Incentives for action

The link between wetlands in the Upper Midwest and the algae in the Gulf of Mexico might be hard to appreciate because of the many miles between them. But there are financial incentives to encourage people to see that link - incentives such as the Wetlands Reserve Program of the U.S. Department of Agriculture. And Zedler says once people start using those incentives, the benefits of the restored wetlands should become more apparent.

"These wetlands aren't just going to help the Gulf of Mexico," she says. "They're going to help with water quality and wildlife in the Upper Midwest. They're going to help with plant diversity and conservation. They're going to help with controlling floods. And they'll probably help farmers - they'll reduce the soil loss from their fields because the soil will be trapped right there instead of being eroded away."

 

About the authors:

Charmaine Tryon-Petith is a graduate student in Life Sciences Communication at the University of Wisconsin-Madison.
Richard Hoops is an editor at the UW-Madison Sea Grant Institute and a producer of the Earthwatch Radio program.

YOUR OBJECTIVE ▸ Could you write what comes next in the piece on Upper Midwest wetlands and Gulf of Mexico algae, picking up right after its final line? The data that follows comes from a different source than the text.

(Extracted records)
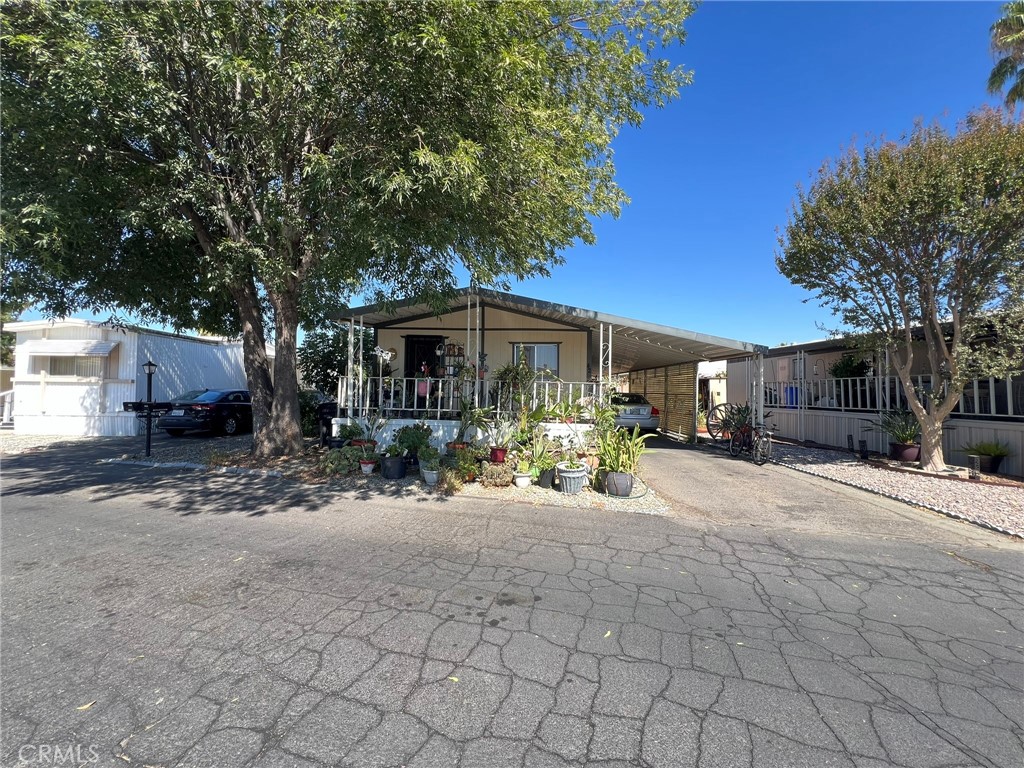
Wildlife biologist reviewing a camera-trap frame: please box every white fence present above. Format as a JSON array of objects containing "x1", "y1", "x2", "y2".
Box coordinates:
[
  {"x1": 337, "y1": 376, "x2": 601, "y2": 421},
  {"x1": 745, "y1": 374, "x2": 1024, "y2": 475}
]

RESULT BELOW ▸
This article is reproduced with permission from the authors, for which we are very grateful, and copyright remains with them. For the original article go to ewradio.org/feature_wetland.aspx

UPDATE:

Interestingly, the following article appeared on the Associated Press on October 12th:

Gulf's 'Dead Zone' Less of a Mystery

HOUSTON - The oxygen-depleted "dead zone" in the Gulf of Mexico, long a subject of scrutiny by scientists, is only now becoming less of a mystery. Known by fishermen south of the Mississippi River for more than a century, the area gained scientific recognition in the 1970s but became a greater concern when it doubled in size to about 7,000 square miles about 20 years later.

That expansion was blamed on nitrates, which are used as fertilizer and wash into the Mississippi River. The excess nitrates created large phytoplankton blooms, scientists said. Bacteria that thrive on the plankton after it dies consume more and more oxygen and the lower-oxygen water settles to the bottom. The result, says Texas A&M University oceanographer Steven DiMarco, is a stable water column where the bottom 10 to 20 percent doesn't get replenished with fresh oxygen.

DiMarco said that this dead-zone effect is most persistent in the summer months, when the Gulf of Mexico waters are stagnant and there is little mixing. Fronts that develop by September help break up the dead zone by stirring up the Gulf waters.

When DiMarco's research team went to sea in late August, he was surprised at the finding. "The dead zone, which had been measured just three weeks before, had broken up," he told the Houston Chronicle in Tuesday's editions.

But DiMarco said the decline can't be explained by the active hurricane season, because the researchers visited before Frances and Ivan hit the area, and Bonnie and Charley were peripheral to the dead zone. Scientists now believe other factors play a major role in the dead zone's growth, including the coastal current which usually flows from Louisiana to Texas from September through May.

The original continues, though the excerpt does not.